╭─ TESTO FORNITO
Militari americani sotto il ponte di Chiaia

Anno 1943, gli alleati sono appena entrati a Napoli grazie anche alla rivolta del popolo napoletano contro l’occupazione tedesca durante le eroiche 4 giornate. Nella foto le macerie del bombardamento su via Chiaia ad altezza del ponte rimasto miracolosamente integro.

Anno 1943, un camion carico di soldati americani provenienti da piazza del Plebiscito e diretti a via dei mille, ha appena attraversato il Ponte di Chiaia (1)(2) rimasto miracolosamente integro dopo le centinaia di incursioni aeree che sventrarono Napoli in tutti i quartieri cittadini.

La foto in bianco e nero mostra via Chiaia colpita da uno dei tanti bombardamenti (1)(2)(3) che subì Napoli durante il periodo bellico e i detriti dei palazzi crollati occupano ancora quasi per intero la carreggiata che dovrà essere liberata per il passaggio dei mezzi militari.

I napoletani osservano il loro passaggio che segna la fine dell’epoca più tragica tra quelle moderne, nella città di Napoli, ma quante sofferenze, lutti e tragedie costò la liberazione.

Napoli, durante la seconda guerra mondiale si trovò ad essere un obiettivo strategico importantissimo durante la guerra navale nel Mediterraneo e ancora di più nel 1943.

Il porto di Napoli era il principale porto italiano per le rotte verso l’Africa, e importante era anche la presenza della flotta militare, che nel porto trovava ulteriori spazi che le mancavano a Taranto e La Spezia.
╰─
╭─ MATERIALI DELL'ESERCIZIO
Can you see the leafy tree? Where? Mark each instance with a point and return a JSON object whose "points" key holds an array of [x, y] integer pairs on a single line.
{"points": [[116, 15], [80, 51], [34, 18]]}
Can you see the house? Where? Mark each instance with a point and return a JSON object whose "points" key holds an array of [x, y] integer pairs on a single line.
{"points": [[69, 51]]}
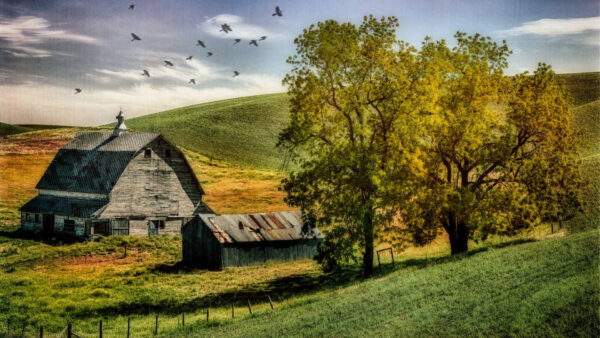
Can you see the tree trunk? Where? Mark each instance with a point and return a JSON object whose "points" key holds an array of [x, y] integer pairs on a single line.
{"points": [[368, 233], [459, 238]]}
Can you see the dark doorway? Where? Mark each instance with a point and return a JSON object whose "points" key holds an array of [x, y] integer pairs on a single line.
{"points": [[101, 228], [48, 223]]}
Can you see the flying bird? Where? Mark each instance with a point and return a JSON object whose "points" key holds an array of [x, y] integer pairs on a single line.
{"points": [[225, 28]]}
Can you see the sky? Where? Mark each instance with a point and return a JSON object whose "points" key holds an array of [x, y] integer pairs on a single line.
{"points": [[49, 47]]}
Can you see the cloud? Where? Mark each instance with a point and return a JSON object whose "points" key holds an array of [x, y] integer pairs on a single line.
{"points": [[32, 102], [24, 33], [555, 27], [240, 29]]}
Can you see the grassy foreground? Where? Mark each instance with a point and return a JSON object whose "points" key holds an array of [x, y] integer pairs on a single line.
{"points": [[547, 288]]}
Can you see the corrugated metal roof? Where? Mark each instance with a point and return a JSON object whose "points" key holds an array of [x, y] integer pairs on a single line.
{"points": [[272, 226], [63, 206], [93, 161]]}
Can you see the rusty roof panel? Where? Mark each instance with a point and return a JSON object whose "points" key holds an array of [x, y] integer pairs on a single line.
{"points": [[274, 226]]}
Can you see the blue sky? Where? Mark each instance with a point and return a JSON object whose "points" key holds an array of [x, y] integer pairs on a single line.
{"points": [[48, 48]]}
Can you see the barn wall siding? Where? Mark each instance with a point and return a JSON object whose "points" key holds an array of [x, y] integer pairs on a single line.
{"points": [[155, 186]]}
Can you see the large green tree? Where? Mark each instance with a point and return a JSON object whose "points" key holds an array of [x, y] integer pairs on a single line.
{"points": [[498, 151], [353, 93]]}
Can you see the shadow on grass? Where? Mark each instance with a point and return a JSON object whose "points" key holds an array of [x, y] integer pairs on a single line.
{"points": [[284, 287]]}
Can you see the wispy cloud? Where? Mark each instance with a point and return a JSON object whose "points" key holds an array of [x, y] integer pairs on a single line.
{"points": [[555, 27], [240, 29], [24, 34]]}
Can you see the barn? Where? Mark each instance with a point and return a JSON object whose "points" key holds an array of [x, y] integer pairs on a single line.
{"points": [[115, 183], [217, 241]]}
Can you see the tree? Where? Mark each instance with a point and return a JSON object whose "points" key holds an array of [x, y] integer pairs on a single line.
{"points": [[353, 94], [498, 150]]}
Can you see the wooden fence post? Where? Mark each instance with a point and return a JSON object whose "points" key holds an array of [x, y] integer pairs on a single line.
{"points": [[156, 325]]}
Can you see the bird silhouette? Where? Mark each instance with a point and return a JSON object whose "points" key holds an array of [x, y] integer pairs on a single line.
{"points": [[225, 28]]}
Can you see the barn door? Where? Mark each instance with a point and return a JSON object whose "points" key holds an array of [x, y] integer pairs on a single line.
{"points": [[48, 223]]}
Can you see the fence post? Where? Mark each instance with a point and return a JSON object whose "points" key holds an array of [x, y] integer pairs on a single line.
{"points": [[156, 325]]}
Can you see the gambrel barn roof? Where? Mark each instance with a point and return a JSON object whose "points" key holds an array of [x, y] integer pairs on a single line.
{"points": [[261, 227], [93, 161]]}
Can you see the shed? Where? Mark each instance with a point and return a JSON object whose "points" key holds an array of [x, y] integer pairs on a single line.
{"points": [[214, 242]]}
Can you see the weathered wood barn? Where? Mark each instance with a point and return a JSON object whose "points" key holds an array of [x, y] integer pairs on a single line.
{"points": [[118, 182], [216, 241]]}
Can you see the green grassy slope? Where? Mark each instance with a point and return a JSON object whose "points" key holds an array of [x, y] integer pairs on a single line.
{"points": [[239, 131], [583, 87], [10, 129], [539, 289]]}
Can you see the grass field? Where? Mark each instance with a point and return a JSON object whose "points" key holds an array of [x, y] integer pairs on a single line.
{"points": [[548, 287]]}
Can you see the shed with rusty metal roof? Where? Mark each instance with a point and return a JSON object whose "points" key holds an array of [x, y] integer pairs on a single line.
{"points": [[214, 242]]}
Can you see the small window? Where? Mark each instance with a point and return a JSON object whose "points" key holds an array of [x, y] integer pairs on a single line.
{"points": [[69, 225]]}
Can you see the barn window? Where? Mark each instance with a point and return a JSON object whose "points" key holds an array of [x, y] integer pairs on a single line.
{"points": [[69, 225]]}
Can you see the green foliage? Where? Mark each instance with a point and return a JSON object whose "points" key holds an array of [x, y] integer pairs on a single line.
{"points": [[240, 131], [540, 289], [351, 94]]}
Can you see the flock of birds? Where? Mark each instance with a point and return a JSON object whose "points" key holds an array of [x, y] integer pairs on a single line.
{"points": [[199, 43]]}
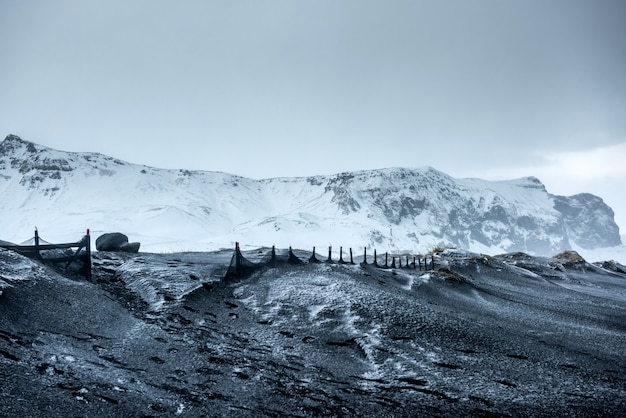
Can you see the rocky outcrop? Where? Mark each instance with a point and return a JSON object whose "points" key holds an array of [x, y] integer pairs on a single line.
{"points": [[116, 241]]}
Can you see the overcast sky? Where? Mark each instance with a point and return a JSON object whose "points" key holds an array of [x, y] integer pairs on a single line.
{"points": [[496, 89]]}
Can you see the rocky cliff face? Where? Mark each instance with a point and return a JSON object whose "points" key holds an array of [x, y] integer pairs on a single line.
{"points": [[390, 209]]}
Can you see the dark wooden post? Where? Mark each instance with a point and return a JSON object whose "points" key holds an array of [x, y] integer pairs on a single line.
{"points": [[37, 243], [88, 255]]}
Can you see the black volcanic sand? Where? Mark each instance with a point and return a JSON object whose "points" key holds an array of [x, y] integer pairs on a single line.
{"points": [[165, 335]]}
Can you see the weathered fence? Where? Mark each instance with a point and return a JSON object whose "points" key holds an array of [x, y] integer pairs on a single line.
{"points": [[81, 254], [240, 265]]}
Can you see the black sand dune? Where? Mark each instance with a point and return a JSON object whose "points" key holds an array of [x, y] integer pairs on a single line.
{"points": [[165, 335]]}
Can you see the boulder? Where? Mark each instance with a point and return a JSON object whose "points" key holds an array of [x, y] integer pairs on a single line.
{"points": [[116, 241], [130, 247]]}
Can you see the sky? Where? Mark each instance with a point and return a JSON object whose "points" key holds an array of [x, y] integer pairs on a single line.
{"points": [[495, 89]]}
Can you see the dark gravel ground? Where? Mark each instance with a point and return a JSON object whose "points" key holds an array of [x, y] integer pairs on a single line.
{"points": [[166, 335]]}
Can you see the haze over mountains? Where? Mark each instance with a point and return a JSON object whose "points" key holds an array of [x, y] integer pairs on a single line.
{"points": [[395, 209]]}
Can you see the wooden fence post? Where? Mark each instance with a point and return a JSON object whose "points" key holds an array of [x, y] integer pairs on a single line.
{"points": [[37, 243], [88, 255]]}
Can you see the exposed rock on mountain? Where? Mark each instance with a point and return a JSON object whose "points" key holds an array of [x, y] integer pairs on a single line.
{"points": [[389, 209]]}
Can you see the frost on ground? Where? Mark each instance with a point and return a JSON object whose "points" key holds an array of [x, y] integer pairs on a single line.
{"points": [[166, 335]]}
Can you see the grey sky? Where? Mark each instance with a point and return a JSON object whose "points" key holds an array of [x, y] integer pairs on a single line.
{"points": [[483, 88]]}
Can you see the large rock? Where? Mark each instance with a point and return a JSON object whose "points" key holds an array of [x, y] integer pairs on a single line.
{"points": [[116, 241]]}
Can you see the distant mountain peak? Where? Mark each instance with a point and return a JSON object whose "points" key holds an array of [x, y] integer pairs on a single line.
{"points": [[412, 209]]}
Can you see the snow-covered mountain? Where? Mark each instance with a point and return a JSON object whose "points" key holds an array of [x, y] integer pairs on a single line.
{"points": [[396, 209]]}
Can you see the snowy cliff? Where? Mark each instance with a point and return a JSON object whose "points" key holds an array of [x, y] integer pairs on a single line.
{"points": [[395, 209]]}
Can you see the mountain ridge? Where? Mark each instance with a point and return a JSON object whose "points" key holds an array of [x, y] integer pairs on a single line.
{"points": [[395, 209]]}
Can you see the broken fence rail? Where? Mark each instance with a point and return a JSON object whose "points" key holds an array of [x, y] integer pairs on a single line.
{"points": [[34, 251]]}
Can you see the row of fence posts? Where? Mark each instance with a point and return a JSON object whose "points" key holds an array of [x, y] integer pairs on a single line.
{"points": [[239, 264], [35, 251], [416, 264]]}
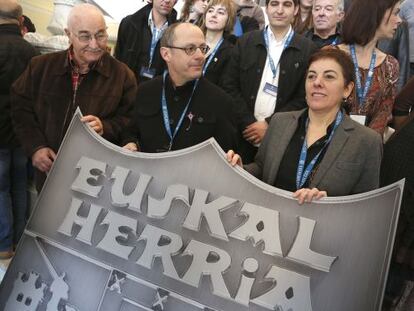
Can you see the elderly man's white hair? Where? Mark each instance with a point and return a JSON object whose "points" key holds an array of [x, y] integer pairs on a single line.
{"points": [[10, 11], [81, 11], [340, 5]]}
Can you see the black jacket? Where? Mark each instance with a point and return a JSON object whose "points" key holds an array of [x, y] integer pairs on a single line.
{"points": [[134, 40], [244, 73], [15, 54], [398, 47], [215, 70], [210, 110]]}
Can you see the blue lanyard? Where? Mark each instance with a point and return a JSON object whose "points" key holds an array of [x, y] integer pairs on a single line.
{"points": [[303, 173], [362, 93], [156, 36], [271, 63], [165, 113], [213, 53]]}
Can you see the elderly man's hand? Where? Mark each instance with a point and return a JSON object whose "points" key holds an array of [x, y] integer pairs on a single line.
{"points": [[255, 132], [131, 147], [307, 195], [94, 122], [43, 159]]}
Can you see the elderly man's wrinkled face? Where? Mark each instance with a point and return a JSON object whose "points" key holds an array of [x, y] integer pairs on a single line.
{"points": [[326, 15], [88, 37]]}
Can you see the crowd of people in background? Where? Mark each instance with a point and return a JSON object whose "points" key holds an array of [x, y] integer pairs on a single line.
{"points": [[304, 94]]}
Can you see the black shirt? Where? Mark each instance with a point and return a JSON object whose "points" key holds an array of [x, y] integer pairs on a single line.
{"points": [[286, 176]]}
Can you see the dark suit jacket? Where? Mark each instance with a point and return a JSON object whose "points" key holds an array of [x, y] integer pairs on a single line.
{"points": [[211, 109], [351, 163], [244, 73]]}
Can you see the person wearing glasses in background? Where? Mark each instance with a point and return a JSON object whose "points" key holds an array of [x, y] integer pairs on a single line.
{"points": [[180, 108], [46, 95]]}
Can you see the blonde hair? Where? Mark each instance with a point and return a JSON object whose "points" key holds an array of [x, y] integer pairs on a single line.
{"points": [[231, 11]]}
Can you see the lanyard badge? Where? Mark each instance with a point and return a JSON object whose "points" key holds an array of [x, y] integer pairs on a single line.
{"points": [[363, 91], [149, 72], [166, 116], [211, 57]]}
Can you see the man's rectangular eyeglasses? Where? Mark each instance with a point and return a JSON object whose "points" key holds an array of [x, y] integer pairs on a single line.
{"points": [[191, 49], [87, 37]]}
╰─
COMPITI RICHIESTI
• a. Trascrivi per intero il testo sul ponte di Chiaia, senza cambiare nulla.
• b. Individua tra le voci ogni riga che contiene la parola "blue" e copiala.

LE RISPOSTE
• a.
Militari americani sotto il ponte di Chiaia

Anno 1943, gli alleati sono appena entrati a Napoli grazie anche alla rivolta del popolo napoletano contro l’occupazione tedesca durante le eroiche 4 giornate. Nella foto le macerie del bombardamento su via Chiaia ad altezza del ponte rimasto miracolosamente integro.

Anno 1943, un camion carico di soldati americani provenienti da piazza del Plebiscito e diretti a via dei mille, ha appena attraversato il Ponte di Chiaia (1)(2) rimasto miracolosamente integro dopo le centinaia di incursioni aeree che sventrarono Napoli in tutti i quartieri cittadini.

La foto in bianco e nero mostra via Chiaia colpita da uno dei tanti bombardamenti (1)(2)(3) che subì Napoli durante il periodo bellico e i detriti dei palazzi crollati occupano ancora quasi per intero la carreggiata che dovrà essere liberata per il passaggio dei mezzi militari.

I napoletani osservano il loro passaggio che segna la fine dell’epoca più tragica tra quelle moderne, nella città di Napoli, ma quante sofferenze, lutti e tragedie costò la liberazione.

Napoli, durante la seconda guerra mondiale si trovò ad essere un obiettivo strategico importantissimo durante la guerra navale nel Mediterraneo e ancora di più nel 1943.

Il porto di Napoli era il principale porto italiano per le rotte verso l’Africa, e importante era anche la presenza della flotta militare, che nel porto trovava ulteriori spazi che le mancavano a Taranto e La Spezia.

• b.
Can you see the blue sky? Where? Mark each instance with a point and return a JSON object whose "points" key holds an array of [x, y] integer pairs on a single line.
Can you see the blue lanyard? Where? Mark each instance with a point and return a JSON object whose "points" key holds an array of [x, y] integer pairs on a single line.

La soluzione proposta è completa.